In the source passage on page table write protection, how many insertions and deletions does the quoted patch make?

● **SOURCE PASSAGE**:
»»

I also had a look on sparc64, it seems to not do the same as loongarch
here (not removing dirty in wr-protect):

static inline pmd_t pmd_wrprotect(pmd_t pmd)
{
	pte_t pte = __pte(pmd_val(pmd));

	pte = pte_wrprotect(pte);

	return __pmd(pte_val(pte));
}

static inline pte_t pte_wrprotect(pte_t pte)
{
	unsigned long val = pte_val(pte), tmp;

	__asm__ __volatile__(
	"\n661:	andn		%0, %3, %0\n"
	"	nop\n"
	"\n662:	nop\n"
	"	nop\n"
	"	.section	.sun4v_2insn_patch, \"ax\"\n"
	"	.word		661b\n"
	"	sethi		%%uhi(%4), %1\n"
	"	sllx		%1, 32, %1\n"
	"	.word		662b\n"
	"	or		%1, %%lo(%4), %1\n"
	"	andn		%0, %1, %0\n"
	"	.previous\n"
	: "=r" (val), "=r" (tmp)
	: "0" (val), "i" (_PAGE_WRITE_4U | _PAGE_W_4U),
	  "i" (_PAGE_WRITE_4V | _PAGE_W_4V));

	return __pte(val);
}

>  
>  arch/loongarch/include/asm/pgtable.h | 8 ++++++--
>  1 file changed, 6 insertions(+), 2 deletions(-)
> 
> diff --git a/arch/loongarch/include/asm/pgtable.h b/arch/loongarch/include/asm/pgtable.h
> index 946704bee599..debbe116f105 100644
> --- a/arch/loongarch/include/asm/pgtable.h
> +++ b/arch/loongarch/include/asm/pgtable.h
> @@ -349,7 +349,9 @@ static inline pte_t pte_mkclean(pte_t pte)

««

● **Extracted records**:
»»

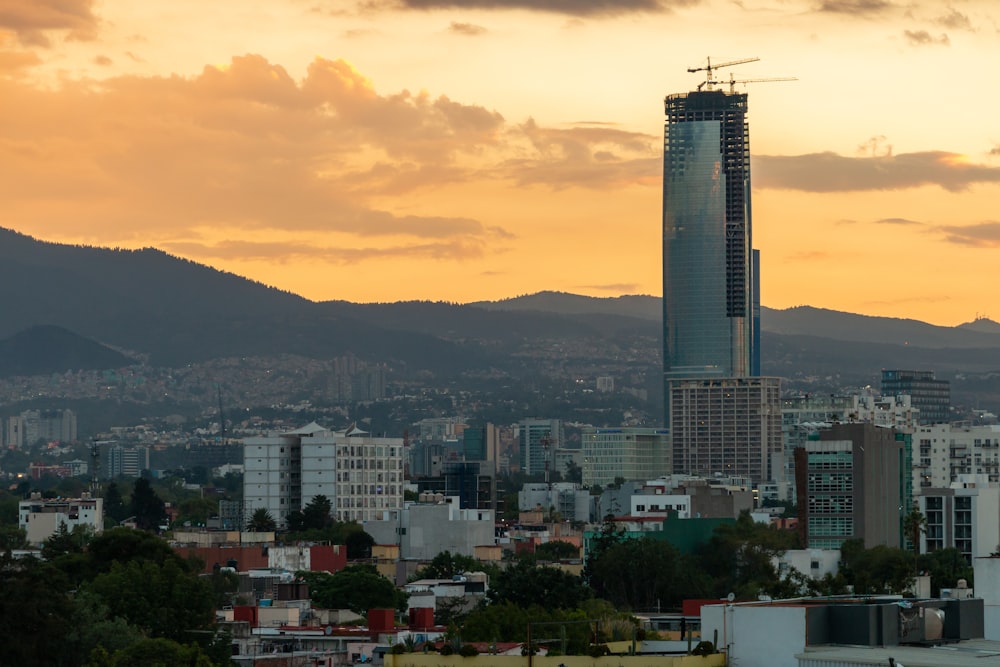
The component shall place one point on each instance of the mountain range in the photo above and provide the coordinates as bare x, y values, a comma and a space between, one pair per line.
149, 306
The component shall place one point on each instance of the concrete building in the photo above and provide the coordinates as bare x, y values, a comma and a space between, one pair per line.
803, 417
628, 453
965, 516
690, 498
41, 517
127, 460
946, 452
728, 426
434, 524
852, 484
361, 475
566, 498
836, 632
930, 396
539, 439
709, 294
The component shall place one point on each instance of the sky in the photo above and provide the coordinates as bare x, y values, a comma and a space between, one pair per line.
465, 150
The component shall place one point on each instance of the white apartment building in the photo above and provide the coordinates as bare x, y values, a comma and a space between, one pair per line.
965, 515
434, 524
630, 453
41, 517
361, 475
944, 452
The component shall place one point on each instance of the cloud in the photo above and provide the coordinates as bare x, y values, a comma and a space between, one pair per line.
570, 7
31, 19
857, 7
598, 157
897, 221
924, 38
246, 152
14, 63
462, 248
469, 29
616, 288
955, 20
980, 235
829, 172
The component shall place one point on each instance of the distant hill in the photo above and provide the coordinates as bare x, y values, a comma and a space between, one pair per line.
175, 312
50, 349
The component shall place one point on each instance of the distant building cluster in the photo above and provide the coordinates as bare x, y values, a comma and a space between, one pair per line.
31, 426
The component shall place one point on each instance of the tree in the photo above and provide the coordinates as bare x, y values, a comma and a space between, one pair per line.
262, 521
164, 600
149, 511
446, 565
155, 652
114, 504
740, 557
914, 525
64, 541
316, 515
526, 583
356, 587
646, 574
359, 545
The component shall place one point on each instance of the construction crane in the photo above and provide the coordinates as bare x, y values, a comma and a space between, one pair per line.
709, 81
732, 82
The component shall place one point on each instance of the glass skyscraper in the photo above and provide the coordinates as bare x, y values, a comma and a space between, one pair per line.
709, 283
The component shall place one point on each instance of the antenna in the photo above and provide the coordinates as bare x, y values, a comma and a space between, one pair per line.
222, 418
709, 81
95, 464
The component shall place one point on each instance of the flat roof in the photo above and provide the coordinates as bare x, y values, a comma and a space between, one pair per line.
966, 653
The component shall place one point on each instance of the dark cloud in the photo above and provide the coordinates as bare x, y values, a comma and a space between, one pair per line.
31, 19
954, 20
897, 221
858, 7
829, 172
460, 249
980, 235
615, 288
924, 38
15, 62
469, 29
571, 7
590, 157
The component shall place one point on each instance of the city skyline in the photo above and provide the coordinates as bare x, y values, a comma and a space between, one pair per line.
475, 150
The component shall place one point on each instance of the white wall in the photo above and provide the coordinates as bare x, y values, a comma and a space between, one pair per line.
756, 635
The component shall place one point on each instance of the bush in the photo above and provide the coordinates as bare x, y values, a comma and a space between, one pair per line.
598, 650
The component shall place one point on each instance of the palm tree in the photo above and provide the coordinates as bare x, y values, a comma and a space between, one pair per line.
262, 521
914, 525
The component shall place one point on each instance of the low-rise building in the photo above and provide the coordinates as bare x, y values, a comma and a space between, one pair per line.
41, 517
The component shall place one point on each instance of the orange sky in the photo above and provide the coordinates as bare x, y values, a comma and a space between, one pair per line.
461, 150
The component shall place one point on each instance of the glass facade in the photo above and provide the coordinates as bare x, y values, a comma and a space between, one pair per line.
708, 295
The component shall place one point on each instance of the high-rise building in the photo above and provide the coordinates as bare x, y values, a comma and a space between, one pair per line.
539, 439
728, 427
629, 453
853, 483
360, 475
709, 295
932, 397
127, 461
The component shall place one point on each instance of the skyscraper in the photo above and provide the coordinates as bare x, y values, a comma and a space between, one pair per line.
709, 294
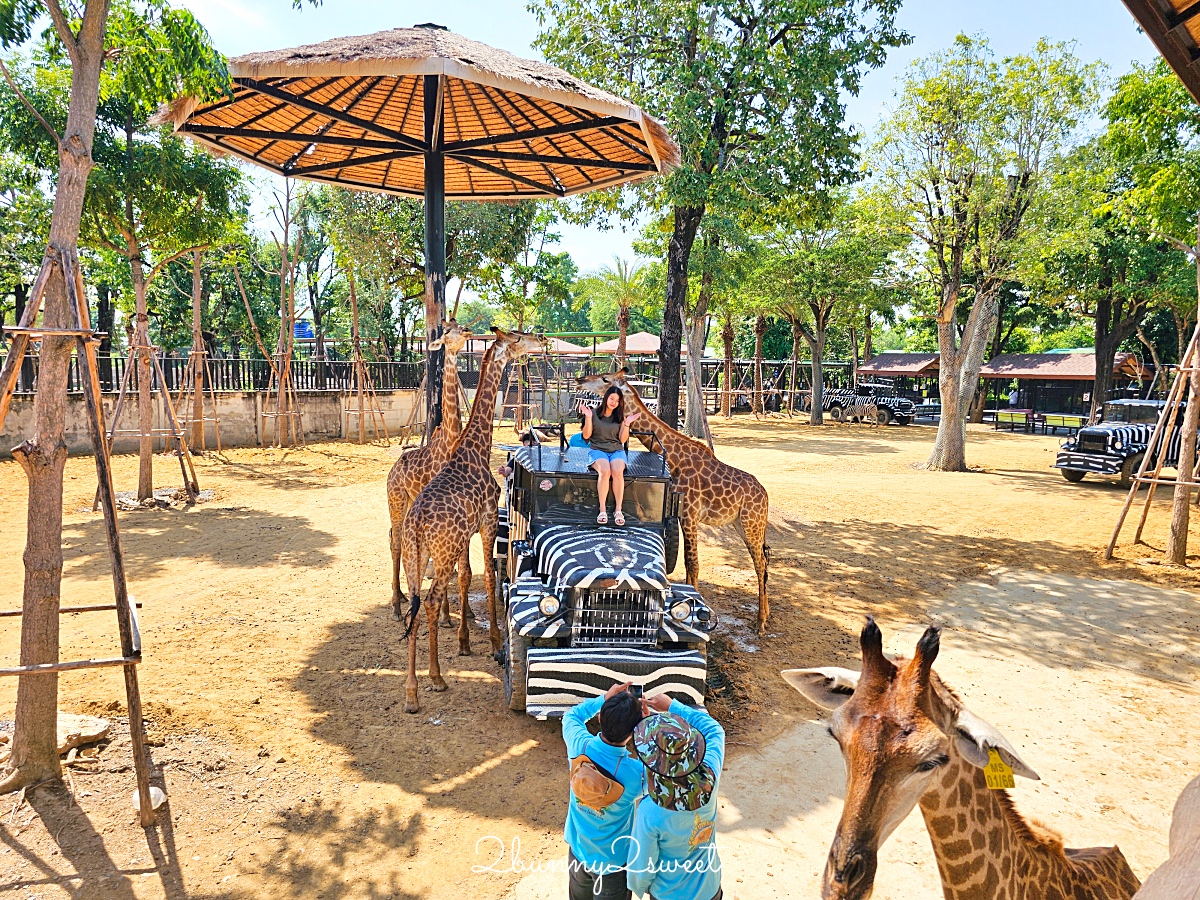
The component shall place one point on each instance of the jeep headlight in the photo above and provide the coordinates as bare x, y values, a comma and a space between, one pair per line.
681, 611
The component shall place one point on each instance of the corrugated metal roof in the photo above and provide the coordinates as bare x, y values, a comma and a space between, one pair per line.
1054, 366
900, 364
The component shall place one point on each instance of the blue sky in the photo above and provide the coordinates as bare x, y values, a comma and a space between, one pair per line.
1101, 29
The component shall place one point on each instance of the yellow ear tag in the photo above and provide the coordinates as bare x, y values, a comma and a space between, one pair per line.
999, 773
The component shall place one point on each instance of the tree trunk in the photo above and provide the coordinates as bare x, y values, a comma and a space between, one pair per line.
760, 329
958, 376
105, 325
797, 337
727, 341
43, 457
683, 237
197, 438
145, 408
697, 415
1177, 543
853, 357
816, 342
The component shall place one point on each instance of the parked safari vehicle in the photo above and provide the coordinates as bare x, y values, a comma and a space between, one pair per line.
1117, 444
893, 408
587, 605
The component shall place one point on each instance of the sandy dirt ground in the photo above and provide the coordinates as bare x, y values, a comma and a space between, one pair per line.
274, 676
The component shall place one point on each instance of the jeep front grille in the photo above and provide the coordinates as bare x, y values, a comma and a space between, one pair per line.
607, 618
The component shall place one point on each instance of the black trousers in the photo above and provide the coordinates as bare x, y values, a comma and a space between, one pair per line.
587, 886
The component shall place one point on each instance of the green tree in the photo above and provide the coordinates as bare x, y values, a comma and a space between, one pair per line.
828, 264
959, 162
1155, 135
751, 93
616, 292
24, 223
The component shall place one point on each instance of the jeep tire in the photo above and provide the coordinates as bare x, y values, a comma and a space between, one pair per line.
671, 544
516, 654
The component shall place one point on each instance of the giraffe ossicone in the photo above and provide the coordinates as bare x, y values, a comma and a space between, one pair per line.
909, 741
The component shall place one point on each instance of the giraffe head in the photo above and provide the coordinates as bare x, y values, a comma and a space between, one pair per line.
599, 383
514, 345
897, 725
454, 337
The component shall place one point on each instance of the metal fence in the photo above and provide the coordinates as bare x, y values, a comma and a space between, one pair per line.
237, 375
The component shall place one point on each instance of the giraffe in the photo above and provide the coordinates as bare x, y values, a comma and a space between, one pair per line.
909, 741
417, 467
461, 499
712, 492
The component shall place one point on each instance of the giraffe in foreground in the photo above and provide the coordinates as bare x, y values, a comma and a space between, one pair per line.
461, 499
713, 492
417, 467
909, 741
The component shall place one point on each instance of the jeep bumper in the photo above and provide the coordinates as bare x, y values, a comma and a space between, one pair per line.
1099, 463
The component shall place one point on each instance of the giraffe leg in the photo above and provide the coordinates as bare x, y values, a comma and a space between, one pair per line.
432, 604
463, 587
465, 576
397, 507
411, 702
754, 532
690, 527
487, 529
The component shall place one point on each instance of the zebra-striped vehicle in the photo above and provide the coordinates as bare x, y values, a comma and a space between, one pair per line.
587, 606
891, 408
1117, 444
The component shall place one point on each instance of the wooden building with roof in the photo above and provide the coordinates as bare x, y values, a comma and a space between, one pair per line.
1054, 382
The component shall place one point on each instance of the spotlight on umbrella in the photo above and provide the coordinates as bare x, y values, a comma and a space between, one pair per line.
423, 112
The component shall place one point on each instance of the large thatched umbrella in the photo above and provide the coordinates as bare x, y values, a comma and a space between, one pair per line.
423, 112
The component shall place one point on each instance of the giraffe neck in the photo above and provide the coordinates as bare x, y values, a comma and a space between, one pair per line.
676, 447
982, 844
478, 436
451, 421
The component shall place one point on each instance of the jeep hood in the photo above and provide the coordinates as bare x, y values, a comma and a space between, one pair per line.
601, 558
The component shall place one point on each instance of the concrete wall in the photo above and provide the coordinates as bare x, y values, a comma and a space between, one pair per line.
239, 413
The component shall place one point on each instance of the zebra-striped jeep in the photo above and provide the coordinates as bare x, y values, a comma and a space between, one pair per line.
587, 605
1117, 444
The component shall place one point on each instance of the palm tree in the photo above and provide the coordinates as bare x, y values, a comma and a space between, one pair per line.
622, 285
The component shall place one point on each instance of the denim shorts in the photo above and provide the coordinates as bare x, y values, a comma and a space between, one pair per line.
615, 456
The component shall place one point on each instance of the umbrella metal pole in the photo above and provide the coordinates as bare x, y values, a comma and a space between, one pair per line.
435, 250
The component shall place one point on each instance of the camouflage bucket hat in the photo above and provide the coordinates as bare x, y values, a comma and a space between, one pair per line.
673, 755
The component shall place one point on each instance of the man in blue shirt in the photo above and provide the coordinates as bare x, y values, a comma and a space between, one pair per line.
604, 791
673, 852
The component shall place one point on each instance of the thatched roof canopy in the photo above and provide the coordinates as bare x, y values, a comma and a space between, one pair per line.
352, 112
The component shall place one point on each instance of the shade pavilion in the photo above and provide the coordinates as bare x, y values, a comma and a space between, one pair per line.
423, 112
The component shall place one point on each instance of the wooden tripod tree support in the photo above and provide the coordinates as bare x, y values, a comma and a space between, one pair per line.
192, 401
173, 432
1159, 442
126, 613
191, 391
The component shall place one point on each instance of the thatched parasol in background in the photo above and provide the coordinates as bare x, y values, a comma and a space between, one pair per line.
423, 112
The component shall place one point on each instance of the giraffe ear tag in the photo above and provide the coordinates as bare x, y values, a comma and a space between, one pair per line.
999, 773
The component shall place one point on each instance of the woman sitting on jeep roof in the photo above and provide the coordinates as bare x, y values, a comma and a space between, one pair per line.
606, 430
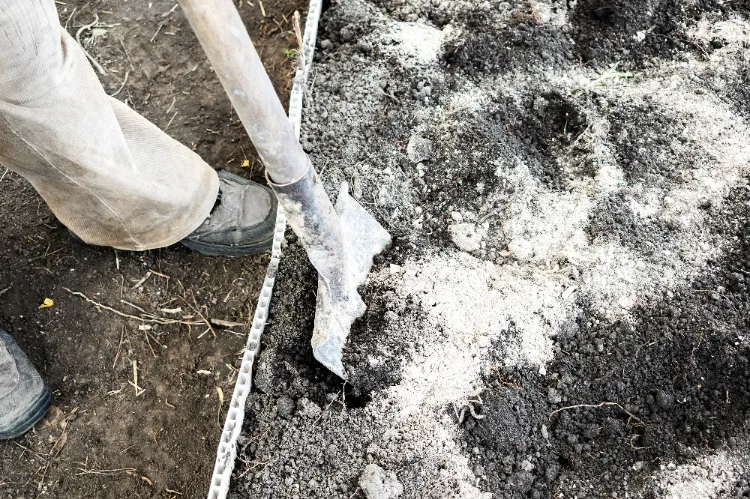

««

● **CORRECT RESULT**:
It makes 6 insertions and 2 deletions.